**What needs to be done:** Leave every entry as it is and write the data out in full.

**The data:**

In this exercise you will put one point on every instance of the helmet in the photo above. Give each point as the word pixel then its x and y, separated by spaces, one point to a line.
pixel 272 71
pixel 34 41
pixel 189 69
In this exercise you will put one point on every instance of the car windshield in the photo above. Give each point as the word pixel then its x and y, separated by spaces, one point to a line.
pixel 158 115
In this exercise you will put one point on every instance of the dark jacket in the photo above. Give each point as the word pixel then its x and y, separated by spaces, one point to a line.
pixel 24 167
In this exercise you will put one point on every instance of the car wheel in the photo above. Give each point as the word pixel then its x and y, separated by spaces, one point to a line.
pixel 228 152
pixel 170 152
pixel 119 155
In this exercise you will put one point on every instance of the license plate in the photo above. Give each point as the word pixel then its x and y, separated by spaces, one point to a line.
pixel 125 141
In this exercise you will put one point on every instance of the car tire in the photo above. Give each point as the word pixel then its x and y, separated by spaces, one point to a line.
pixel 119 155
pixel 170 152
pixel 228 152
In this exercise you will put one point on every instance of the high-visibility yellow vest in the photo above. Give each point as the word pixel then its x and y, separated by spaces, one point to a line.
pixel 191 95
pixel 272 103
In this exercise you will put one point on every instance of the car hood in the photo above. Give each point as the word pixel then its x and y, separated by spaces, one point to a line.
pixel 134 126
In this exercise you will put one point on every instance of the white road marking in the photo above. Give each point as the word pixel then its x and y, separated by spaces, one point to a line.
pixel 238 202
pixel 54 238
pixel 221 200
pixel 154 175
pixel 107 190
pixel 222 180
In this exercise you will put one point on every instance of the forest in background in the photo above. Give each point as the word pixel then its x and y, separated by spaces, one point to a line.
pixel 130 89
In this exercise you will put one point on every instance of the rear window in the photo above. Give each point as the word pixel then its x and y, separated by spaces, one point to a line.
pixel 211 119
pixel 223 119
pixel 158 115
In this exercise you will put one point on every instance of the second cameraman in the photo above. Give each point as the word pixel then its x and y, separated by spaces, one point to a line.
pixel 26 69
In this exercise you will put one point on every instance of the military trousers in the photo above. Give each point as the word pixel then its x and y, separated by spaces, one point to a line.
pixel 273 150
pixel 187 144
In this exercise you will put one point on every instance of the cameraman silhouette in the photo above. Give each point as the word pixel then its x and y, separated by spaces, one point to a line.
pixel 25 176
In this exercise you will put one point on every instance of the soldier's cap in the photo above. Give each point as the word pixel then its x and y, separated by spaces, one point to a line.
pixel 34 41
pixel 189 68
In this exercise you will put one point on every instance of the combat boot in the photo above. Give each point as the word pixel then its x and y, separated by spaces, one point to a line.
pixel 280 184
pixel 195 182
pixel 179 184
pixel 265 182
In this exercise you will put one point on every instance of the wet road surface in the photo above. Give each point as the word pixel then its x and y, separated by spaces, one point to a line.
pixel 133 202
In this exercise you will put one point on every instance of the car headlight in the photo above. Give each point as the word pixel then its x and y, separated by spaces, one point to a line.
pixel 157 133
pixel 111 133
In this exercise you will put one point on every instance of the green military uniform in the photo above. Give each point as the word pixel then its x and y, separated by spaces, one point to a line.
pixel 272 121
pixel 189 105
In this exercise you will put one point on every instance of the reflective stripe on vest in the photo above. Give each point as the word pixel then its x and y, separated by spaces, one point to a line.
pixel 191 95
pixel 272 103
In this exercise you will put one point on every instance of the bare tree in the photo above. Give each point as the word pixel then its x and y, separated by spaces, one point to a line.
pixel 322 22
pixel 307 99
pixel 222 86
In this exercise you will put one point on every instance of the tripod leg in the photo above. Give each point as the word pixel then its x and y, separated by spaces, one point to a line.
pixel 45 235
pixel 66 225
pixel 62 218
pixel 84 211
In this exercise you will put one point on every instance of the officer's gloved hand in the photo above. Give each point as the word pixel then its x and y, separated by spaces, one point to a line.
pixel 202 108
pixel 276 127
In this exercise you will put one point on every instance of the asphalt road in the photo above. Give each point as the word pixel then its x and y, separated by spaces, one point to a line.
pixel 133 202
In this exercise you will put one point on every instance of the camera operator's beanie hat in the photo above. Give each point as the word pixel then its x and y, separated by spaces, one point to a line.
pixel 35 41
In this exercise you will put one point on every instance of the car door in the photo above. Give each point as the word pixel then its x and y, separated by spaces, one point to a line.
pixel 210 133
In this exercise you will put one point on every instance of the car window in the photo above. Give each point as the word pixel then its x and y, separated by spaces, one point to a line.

**Reply:**
In this exercise you will put one point on every instance of the helmet in the photo above. Give each point as the word pixel then its x and y, separated by spaces, one point to a line.
pixel 272 71
pixel 34 41
pixel 189 69
In this exercise you will put one point on every instance of the car windshield in the photo above. Give each point as the word pixel then its x and y, separated by spaces, one point to a line.
pixel 158 115
In this exercise you will put one point on every instance of the dark jacket in the photo above. Give each point as the word pixel then its x and y, separated by spaces, one point to a line.
pixel 24 167
In this exercise you will put one point on every instance of the car wheel in the photo above. Give each point as the word pixel then its x and y, separated by spaces, one point to a line.
pixel 228 152
pixel 170 152
pixel 119 155
In this exercise you will put one point on every instance of the license plate in the photo above. Give each point as the word pixel then its x and y, separated by spaces, one point to a line.
pixel 125 141
In this exercise you will put one point on every instance of the car tire in the photo above. Give each point as the word pixel then its x and y, separated by spaces, one point to a line.
pixel 119 155
pixel 170 152
pixel 228 152
In this exercise you will put one point on every instance of the high-visibility yellow vest in the photo above. Give each point as the word pixel then its x and y, separated by spaces, one point to a line.
pixel 191 95
pixel 272 103
In this exercise you will put one point on every instance of the car hood in the photo above. Give each point as the word pixel then its x and y, separated by spaces, one point to a line.
pixel 134 126
In this exercise you will put one point on every instance of the white road marking in the photo above. Give each point as the word pixel then its x and y, separated by spaces, one point to a line.
pixel 238 202
pixel 54 238
pixel 221 200
pixel 154 175
pixel 107 190
pixel 222 180
In this exercise you will put one point on every instance of the forest in background in the photo above. Give each point as the word pixel then its x and y, separated by spaces, one point to a line.
pixel 130 89
In this exercise you will put one point on every instance of the rear window in the photo above. Give each point as the word pixel then its x and y, separated by spaces, one point to a line.
pixel 211 119
pixel 223 119
pixel 158 115
In this exercise you will put one point on every instance of the second cameraman in the photo above. Give each point as the word pixel then its x and y, separated by spaces, one point to a line.
pixel 26 69
In this exercise you will put one point on every instance of the military trousers in the photo above. Give each point as the word pixel then its x and y, separated by spaces, one point to a line.
pixel 273 150
pixel 187 144
In this exercise you will put one point on every instance of the cameraman silhouette in the photo above. Give each point as the word pixel then its x and y, separated by spaces, one point to a line.
pixel 25 176
In this exercise you will put one point on every instance of the soldier's cap in the photo above. Give each point as the word pixel then its x and y, separated by spaces, one point to a line.
pixel 34 41
pixel 189 68
In this exercise you will put one point on every instance of the combat boot in the photo above. Give each point as the word pixel then its x and y, separated by spaces, one point to a line.
pixel 280 184
pixel 195 182
pixel 179 184
pixel 265 182
In this exercise you will put one point on every instance of the wet road surface in the photo above. Give each point as the word pixel then its x and y, separated by spaces, one point to a line.
pixel 133 202
In this exercise you will put one point on every instance of the car headlight in the photo above. Give each point as the word pixel then its x and y, separated by spaces, one point to a line.
pixel 157 133
pixel 111 133
In this exercise you will put one point on every instance of the green military uniform in the photo above. Give each point as the word pixel then its x and y, separated by spaces, one point to a line.
pixel 272 121
pixel 189 105
In this exercise you will put one point on every instance of the reflective stripe on vest in the photo above. Give each point as the word pixel then its x and y, separated by spaces, one point to a line.
pixel 191 95
pixel 272 103
In this exercise you will put one point on every instance of the bare tree in the photo above. Give each point as the word pixel then its x and y, separated by spaces, one point to a line.
pixel 322 22
pixel 307 99
pixel 222 86
In this exercise you will put one point on every instance of the tripod leg in the photo above. Give each point as the word pixel then its x and y, separated by spaces, one point to a line.
pixel 45 235
pixel 66 225
pixel 62 218
pixel 84 211
In this exercise you will put one point on every instance of the officer's gloved hand in the photo above. Give each point as the word pixel then its x and y, separated by spaces, one point to a line.
pixel 202 108
pixel 276 127
In this exercise you will put one point on every instance of the asphalt road in the photo above. Give each point as the word pixel then its x and y, separated by spaces, one point to a line.
pixel 133 202
In this exercise you will put one point on every instance of the camera operator's beanie hat in the photo above. Give each point as the word pixel then its x and y, separated by spaces, one point to a line.
pixel 35 41
In this exercise you will put one point on every instance of the car door in the photo above. Give each point as the word pixel then its x and y, separated by spaces, one point to a line.
pixel 210 133
In this exercise you will put one point on every instance of the car window in the photo above. Give each point as the word pixel then its x and y, separated by spaces, one point to a line.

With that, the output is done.